# EXERCISE GOAL
In the lines from the one containing "Trace the outline of every instance of the **purple" through the end of the data, inclusive, switch "evenodd" to "nonzero". Return only those lines, with everything else unchanged.

──────── RECORD SET

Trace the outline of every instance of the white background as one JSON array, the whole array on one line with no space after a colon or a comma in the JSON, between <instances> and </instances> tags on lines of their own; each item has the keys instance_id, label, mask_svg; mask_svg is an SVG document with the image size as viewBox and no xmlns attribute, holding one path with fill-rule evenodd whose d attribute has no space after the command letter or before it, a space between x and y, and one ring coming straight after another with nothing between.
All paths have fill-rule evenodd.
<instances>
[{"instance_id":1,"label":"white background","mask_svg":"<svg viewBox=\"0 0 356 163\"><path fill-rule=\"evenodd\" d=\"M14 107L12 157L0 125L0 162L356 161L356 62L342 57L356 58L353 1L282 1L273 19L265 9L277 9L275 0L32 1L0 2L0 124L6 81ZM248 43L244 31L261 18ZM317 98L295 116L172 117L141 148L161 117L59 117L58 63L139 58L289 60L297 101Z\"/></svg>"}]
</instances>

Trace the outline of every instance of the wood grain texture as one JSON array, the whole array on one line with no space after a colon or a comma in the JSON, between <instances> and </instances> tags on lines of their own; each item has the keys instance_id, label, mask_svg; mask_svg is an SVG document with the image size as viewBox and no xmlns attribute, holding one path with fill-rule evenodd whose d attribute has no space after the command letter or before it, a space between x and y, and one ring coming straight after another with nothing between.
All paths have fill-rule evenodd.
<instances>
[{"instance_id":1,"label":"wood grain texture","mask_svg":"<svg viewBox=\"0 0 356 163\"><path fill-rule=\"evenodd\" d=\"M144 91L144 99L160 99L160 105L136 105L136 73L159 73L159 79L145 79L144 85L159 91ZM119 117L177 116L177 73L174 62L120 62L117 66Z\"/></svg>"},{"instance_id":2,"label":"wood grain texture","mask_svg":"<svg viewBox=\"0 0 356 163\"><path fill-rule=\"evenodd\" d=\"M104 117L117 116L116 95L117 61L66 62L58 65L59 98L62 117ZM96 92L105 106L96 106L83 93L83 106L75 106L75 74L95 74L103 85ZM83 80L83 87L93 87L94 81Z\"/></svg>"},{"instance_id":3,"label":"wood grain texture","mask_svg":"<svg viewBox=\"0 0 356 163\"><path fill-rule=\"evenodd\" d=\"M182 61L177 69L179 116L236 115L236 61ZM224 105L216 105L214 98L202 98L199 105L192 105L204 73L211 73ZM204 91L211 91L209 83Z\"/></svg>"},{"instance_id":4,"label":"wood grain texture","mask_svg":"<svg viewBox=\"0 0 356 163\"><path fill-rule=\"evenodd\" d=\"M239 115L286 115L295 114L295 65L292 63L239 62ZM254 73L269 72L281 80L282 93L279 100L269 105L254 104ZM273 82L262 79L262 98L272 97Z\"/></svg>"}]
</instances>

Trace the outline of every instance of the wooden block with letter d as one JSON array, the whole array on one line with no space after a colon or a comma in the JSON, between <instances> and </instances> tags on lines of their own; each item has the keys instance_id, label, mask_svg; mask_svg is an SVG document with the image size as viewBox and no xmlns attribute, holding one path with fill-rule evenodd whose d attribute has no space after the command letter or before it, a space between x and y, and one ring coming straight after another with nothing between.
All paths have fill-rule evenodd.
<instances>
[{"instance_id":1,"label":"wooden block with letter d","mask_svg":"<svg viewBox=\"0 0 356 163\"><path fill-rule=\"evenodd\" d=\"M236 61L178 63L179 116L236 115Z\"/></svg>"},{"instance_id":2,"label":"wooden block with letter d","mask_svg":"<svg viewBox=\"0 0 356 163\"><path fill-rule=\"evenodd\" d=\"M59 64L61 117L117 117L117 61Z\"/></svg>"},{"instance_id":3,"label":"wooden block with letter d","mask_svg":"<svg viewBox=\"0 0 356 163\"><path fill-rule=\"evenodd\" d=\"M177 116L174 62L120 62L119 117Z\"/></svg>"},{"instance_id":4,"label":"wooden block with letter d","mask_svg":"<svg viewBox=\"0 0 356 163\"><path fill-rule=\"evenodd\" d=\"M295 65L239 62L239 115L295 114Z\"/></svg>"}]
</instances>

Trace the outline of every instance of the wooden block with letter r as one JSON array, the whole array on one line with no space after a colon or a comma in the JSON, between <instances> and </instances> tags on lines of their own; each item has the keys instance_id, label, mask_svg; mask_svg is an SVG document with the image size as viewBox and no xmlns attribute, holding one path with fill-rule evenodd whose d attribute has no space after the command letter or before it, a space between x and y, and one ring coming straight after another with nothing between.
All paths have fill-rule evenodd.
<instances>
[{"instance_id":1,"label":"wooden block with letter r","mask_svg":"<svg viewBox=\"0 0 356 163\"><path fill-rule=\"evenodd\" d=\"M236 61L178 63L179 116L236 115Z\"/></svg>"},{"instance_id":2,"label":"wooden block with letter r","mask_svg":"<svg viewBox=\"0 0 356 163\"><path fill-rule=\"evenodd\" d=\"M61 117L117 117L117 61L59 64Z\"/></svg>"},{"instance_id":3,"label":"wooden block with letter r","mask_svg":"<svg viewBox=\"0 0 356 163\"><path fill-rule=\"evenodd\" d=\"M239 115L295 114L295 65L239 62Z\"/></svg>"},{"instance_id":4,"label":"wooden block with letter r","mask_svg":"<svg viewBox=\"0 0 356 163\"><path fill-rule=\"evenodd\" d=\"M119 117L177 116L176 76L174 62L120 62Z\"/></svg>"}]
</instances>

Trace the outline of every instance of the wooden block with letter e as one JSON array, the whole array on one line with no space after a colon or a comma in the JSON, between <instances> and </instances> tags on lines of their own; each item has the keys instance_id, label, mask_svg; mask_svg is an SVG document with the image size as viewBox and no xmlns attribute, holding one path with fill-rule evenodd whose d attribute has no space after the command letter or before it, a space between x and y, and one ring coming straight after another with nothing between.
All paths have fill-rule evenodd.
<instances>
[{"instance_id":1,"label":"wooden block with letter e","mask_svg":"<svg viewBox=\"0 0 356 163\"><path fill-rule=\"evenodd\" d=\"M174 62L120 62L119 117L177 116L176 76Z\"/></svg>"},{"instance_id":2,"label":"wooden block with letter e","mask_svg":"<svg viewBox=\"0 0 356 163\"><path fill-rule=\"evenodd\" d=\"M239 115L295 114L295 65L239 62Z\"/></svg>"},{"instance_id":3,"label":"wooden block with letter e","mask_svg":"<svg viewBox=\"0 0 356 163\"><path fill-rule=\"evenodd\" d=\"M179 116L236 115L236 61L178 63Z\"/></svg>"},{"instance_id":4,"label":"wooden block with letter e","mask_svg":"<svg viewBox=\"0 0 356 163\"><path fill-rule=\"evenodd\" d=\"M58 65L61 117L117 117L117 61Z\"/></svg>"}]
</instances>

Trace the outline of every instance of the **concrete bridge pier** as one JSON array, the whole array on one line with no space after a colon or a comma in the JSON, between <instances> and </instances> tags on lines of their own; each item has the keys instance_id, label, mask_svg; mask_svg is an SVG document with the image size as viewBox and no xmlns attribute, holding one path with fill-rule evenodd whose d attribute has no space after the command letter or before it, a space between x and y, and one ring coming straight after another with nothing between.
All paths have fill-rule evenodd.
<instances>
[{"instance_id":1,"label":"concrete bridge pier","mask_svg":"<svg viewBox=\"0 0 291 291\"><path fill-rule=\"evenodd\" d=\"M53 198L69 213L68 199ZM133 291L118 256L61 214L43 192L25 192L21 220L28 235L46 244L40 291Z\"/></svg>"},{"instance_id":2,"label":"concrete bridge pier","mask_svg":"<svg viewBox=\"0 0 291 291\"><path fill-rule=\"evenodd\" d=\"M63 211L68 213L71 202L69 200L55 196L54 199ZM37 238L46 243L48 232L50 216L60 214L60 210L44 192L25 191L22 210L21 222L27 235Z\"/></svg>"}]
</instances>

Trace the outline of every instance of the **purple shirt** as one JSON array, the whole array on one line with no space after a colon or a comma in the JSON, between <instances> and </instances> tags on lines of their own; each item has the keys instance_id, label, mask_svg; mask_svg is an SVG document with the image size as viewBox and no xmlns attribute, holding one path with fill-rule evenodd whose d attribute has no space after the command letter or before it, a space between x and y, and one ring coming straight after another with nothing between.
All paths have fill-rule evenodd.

────────────────

# WORKED ANSWER
Trace the outline of every instance of the **purple shirt** as one JSON array, the whole array on one line with no space after a colon or a comma in the JSON, between <instances> and </instances> tags on lines of their own; each item has the keys instance_id, label, mask_svg; mask_svg is an SVG document with the image size as viewBox and no xmlns attribute, holding one path with fill-rule nonzero whose d attribute has no space after the command letter or before it, a space between x and y, and one ring coming straight after another with nothing between.
All paths have fill-rule nonzero.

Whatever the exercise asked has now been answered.